** Material for this task follows **

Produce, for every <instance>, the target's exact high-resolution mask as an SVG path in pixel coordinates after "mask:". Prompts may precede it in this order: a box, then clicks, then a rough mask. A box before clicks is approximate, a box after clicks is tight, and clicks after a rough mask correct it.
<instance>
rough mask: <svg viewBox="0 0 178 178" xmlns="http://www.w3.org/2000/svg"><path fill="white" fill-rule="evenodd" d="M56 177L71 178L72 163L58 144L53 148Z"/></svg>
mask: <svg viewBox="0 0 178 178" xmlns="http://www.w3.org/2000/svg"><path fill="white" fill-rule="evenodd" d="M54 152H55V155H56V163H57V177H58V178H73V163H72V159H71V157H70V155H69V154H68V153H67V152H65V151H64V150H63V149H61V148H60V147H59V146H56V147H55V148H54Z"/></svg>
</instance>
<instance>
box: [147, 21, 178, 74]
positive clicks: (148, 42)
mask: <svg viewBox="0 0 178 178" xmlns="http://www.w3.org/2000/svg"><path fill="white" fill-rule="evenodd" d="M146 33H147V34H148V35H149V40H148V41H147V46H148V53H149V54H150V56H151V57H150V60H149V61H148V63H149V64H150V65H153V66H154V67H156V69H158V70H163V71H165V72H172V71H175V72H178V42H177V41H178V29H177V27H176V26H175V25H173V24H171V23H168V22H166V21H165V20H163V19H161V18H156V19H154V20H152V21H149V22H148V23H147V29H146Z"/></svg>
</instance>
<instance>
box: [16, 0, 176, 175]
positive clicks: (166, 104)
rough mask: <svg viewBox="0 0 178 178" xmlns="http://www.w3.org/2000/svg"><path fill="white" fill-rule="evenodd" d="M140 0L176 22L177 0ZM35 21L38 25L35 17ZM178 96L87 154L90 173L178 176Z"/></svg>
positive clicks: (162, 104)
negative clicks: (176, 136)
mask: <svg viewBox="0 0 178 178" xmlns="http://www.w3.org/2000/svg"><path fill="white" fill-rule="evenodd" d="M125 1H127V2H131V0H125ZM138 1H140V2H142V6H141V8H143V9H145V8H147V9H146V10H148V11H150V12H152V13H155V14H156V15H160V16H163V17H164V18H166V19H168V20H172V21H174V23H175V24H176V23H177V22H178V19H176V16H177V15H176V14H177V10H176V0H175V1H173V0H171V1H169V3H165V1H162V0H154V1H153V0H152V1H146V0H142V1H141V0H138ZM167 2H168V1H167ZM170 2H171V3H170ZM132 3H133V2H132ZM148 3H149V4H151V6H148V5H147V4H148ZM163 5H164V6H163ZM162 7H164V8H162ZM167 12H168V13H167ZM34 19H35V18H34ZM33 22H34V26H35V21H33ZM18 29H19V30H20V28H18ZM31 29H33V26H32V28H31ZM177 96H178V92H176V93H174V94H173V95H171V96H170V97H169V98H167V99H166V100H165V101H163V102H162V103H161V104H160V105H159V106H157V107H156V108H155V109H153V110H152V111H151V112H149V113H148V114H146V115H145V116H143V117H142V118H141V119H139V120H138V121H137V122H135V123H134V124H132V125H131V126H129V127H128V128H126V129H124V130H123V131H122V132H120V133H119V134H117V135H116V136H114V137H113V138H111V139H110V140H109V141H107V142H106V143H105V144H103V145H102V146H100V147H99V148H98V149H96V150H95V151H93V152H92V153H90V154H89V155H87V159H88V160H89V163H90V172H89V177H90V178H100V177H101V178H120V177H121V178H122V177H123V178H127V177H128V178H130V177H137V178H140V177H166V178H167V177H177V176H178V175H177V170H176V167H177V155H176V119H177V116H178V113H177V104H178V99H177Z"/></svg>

** End of Material for this task **

• [Task to complete] After locating the line holding "0L176 22L177 0ZM35" above, output exactly that line and every line after it through the line holding "positive clicks: (162, 104)". Include nothing else.

• [Finished task]
rough mask: <svg viewBox="0 0 178 178" xmlns="http://www.w3.org/2000/svg"><path fill="white" fill-rule="evenodd" d="M140 0L176 22L177 0ZM35 21L38 25L35 17ZM178 96L87 154L90 173L178 176Z"/></svg>
positive clicks: (162, 104)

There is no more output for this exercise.